• Material for this exercise:
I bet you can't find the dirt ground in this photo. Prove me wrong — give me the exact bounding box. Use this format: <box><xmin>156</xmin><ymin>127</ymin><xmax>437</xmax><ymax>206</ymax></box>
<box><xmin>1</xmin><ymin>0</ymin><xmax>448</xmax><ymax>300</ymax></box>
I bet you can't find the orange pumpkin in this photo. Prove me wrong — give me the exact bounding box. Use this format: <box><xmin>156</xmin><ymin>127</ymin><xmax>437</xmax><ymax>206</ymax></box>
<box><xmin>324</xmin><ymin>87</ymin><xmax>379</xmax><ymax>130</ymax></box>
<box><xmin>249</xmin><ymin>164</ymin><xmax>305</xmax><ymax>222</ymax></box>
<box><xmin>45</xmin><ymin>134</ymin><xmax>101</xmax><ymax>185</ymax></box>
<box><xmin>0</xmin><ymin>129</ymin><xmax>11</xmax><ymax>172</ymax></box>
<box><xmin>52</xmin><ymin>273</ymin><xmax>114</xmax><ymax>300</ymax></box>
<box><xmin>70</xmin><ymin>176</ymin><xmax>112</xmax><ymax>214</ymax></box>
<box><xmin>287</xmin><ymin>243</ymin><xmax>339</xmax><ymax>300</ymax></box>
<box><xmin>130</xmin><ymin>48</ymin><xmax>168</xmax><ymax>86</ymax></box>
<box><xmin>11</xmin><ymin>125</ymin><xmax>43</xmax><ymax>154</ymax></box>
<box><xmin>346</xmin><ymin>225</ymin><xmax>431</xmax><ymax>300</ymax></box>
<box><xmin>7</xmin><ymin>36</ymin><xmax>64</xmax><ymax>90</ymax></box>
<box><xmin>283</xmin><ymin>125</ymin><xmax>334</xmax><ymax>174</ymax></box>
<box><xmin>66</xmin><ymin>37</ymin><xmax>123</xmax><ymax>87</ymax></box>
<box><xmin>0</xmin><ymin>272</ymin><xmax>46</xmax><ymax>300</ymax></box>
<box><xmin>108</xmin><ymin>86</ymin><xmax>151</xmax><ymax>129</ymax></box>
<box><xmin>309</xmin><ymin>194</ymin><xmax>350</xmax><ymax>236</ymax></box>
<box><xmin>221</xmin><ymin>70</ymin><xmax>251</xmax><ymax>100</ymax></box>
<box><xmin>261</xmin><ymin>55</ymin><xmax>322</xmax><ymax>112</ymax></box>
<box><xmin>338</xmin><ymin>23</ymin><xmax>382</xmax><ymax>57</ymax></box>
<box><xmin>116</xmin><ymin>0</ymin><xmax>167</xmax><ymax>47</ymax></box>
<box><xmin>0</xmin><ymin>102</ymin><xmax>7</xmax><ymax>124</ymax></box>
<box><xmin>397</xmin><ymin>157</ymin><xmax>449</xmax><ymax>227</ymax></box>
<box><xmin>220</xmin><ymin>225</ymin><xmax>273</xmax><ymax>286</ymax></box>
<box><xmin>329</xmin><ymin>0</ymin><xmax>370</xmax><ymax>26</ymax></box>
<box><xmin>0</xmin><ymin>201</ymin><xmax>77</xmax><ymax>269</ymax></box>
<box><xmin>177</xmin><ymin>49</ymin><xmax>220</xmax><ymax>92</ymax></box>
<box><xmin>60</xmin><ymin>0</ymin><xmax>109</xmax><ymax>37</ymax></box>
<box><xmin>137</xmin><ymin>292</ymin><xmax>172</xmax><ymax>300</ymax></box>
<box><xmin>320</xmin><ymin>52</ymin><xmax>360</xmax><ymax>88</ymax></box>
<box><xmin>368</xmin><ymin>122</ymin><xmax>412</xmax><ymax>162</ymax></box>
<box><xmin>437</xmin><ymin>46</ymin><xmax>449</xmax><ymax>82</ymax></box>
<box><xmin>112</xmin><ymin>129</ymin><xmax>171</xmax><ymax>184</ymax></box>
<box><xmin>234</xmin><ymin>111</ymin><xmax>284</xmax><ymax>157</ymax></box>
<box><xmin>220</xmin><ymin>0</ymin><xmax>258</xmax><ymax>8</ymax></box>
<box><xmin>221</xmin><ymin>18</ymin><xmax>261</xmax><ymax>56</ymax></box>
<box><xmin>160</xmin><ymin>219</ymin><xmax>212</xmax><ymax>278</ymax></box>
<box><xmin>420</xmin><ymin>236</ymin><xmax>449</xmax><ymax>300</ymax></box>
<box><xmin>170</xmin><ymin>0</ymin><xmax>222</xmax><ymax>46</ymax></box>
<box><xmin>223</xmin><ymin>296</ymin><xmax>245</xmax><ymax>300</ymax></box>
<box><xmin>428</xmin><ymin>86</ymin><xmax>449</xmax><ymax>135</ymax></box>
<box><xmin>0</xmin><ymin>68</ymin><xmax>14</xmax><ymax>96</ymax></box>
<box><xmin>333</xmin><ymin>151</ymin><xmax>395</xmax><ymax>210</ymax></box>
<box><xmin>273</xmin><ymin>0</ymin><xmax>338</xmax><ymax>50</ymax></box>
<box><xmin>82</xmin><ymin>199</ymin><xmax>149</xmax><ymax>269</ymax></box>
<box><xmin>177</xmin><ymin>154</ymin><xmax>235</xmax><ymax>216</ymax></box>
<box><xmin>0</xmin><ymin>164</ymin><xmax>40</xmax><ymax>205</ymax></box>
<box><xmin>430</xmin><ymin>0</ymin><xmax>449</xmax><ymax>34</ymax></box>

• What to work on:
Could you return all lines from the records that include the word "format"?

• Exercise result:
I bet you can't find the dirt ground in this photo. Prove me wrong — give me the exact bounding box. Use this format: <box><xmin>156</xmin><ymin>127</ymin><xmax>437</xmax><ymax>206</ymax></box>
I bet you can't find the orange pumpkin in this photo. Prove me wrong — give me the exact bounding box. Use this format: <box><xmin>156</xmin><ymin>127</ymin><xmax>437</xmax><ymax>206</ymax></box>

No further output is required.